#### Input for this task ####

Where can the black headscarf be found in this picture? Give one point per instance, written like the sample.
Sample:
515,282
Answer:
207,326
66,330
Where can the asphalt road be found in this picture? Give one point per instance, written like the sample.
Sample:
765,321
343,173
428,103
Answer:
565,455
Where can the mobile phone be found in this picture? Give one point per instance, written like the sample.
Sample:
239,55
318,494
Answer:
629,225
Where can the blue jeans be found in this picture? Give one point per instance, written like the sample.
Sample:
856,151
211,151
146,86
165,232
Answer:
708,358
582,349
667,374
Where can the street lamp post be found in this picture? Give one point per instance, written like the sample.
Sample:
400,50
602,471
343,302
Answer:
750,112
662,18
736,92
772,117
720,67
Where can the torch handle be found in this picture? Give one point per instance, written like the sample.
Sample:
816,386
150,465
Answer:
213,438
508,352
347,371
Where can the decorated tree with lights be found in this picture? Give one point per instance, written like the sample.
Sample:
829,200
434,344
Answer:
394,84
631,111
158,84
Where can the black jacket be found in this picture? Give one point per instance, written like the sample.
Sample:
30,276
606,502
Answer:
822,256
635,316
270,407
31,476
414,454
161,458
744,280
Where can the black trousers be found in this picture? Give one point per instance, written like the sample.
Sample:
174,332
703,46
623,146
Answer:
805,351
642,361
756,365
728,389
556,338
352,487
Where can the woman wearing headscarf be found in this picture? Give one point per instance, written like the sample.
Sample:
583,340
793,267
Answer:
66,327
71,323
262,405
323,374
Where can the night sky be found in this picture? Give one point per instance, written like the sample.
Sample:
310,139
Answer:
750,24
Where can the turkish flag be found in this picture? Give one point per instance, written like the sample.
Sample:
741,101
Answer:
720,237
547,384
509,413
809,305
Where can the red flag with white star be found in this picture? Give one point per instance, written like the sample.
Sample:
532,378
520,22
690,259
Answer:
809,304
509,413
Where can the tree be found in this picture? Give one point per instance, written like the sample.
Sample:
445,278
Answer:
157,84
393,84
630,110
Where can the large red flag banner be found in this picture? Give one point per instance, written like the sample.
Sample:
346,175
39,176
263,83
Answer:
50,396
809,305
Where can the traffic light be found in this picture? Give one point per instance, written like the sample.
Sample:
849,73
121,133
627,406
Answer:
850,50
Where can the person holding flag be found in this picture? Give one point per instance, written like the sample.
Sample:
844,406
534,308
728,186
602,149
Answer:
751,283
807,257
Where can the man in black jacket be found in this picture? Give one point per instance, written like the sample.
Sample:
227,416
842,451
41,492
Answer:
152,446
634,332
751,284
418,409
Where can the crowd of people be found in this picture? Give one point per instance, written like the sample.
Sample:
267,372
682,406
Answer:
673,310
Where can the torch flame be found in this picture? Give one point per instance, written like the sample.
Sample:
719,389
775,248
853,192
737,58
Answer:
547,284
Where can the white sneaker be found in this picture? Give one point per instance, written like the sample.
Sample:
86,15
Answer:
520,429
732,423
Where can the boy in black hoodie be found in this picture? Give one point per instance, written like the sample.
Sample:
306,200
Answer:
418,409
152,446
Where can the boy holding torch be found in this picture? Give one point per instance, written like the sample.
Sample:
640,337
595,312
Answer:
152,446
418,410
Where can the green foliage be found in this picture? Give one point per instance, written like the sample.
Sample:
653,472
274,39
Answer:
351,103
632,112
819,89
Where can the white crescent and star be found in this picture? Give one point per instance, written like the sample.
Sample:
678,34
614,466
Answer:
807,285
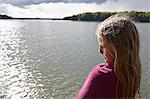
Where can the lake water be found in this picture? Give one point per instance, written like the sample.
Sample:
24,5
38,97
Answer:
45,59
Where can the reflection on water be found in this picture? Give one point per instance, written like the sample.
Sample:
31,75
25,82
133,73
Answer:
17,79
43,59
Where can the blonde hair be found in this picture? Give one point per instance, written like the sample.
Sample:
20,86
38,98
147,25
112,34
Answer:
120,32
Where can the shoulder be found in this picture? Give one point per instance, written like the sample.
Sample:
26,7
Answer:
99,83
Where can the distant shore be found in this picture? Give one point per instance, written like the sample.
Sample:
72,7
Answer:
96,16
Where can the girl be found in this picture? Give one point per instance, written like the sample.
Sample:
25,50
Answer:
119,77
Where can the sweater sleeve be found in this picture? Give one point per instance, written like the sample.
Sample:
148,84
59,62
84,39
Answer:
97,84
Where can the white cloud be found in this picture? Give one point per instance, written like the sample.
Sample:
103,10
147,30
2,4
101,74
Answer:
60,10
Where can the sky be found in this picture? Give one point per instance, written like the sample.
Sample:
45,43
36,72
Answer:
63,8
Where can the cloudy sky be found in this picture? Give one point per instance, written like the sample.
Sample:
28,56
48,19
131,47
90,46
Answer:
62,8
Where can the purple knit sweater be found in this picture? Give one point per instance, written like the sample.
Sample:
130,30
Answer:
100,83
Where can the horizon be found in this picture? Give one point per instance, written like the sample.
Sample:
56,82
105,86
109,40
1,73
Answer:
64,8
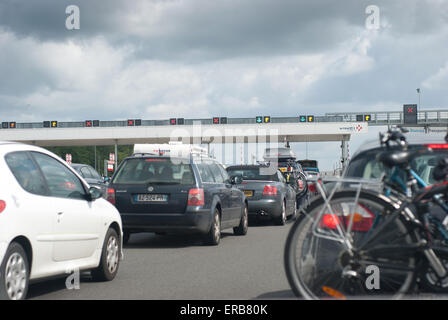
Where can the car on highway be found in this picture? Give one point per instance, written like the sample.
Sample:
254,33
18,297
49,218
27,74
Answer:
51,221
267,192
285,159
177,192
90,175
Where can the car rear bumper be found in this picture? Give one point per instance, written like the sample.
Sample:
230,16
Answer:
271,207
193,221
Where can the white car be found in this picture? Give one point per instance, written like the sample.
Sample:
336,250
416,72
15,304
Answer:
51,222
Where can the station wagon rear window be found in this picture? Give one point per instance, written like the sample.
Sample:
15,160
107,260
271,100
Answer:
252,174
154,171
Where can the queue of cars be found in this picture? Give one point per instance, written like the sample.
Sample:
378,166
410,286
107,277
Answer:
167,193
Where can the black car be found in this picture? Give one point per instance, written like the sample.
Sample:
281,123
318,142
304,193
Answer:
92,177
165,194
267,193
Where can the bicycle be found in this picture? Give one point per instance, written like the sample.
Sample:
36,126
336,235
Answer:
329,250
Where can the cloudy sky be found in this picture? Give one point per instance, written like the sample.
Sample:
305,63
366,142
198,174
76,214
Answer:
177,58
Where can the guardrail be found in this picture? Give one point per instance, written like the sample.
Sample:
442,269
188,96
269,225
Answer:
426,117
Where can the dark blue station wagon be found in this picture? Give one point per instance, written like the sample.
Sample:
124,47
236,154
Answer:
165,194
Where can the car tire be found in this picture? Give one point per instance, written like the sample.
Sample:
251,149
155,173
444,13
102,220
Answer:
14,274
214,235
241,230
281,220
126,237
110,258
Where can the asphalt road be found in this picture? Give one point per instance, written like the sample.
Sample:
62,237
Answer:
180,267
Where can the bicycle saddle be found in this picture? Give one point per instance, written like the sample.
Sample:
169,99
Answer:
396,158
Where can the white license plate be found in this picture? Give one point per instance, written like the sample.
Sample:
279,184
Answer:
152,197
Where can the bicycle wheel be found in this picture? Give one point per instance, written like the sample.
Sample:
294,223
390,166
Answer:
320,264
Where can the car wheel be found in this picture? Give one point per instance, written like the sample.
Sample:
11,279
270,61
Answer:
14,273
241,230
281,220
110,258
126,236
214,235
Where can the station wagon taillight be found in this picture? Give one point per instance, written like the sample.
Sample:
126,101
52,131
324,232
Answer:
196,197
270,190
110,196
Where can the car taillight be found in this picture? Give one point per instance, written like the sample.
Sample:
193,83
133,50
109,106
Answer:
362,220
2,205
270,191
196,197
111,195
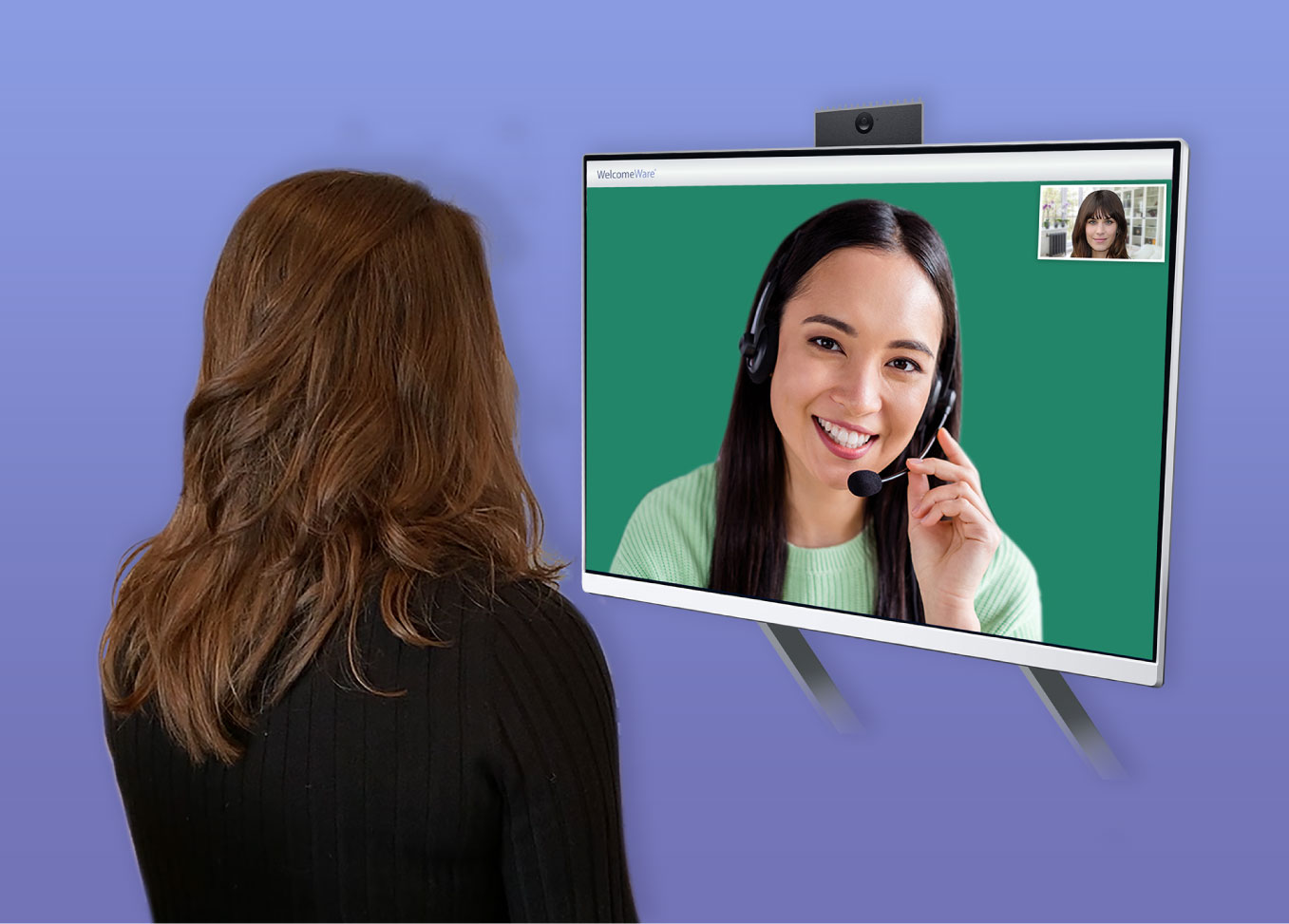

####

* _Brief_: Reproduce exactly, and only, the part of the listing above that begins at the line with "Where can the torch handle" and goes on through the line with "Where can the woman".

* _Output of the exercise_:
Where can the torch handle be found in this picture? Give one point per instance, written like the sample.
Sample:
816,386
150,465
Answer:
213,438
508,352
347,371
Where can the decorated tree with lights be found in this picture? Give one point per instance, written like the sample.
Sample:
829,200
434,344
Answer:
394,84
631,111
158,84
Where can the black jacket be found in this picture? Give one point per instance, written like the sample.
Sample:
30,276
606,502
Answer:
822,256
635,316
270,407
31,476
414,454
161,458
744,280
Where can the black trousers be found in this picture? Give one point per instance, written like the sample.
Sample:
174,332
703,46
623,146
Answer:
805,351
642,361
756,365
728,389
556,338
352,487
Where can the woman wearing headscarf be found in this picture? Give one point per instance, written like the sample.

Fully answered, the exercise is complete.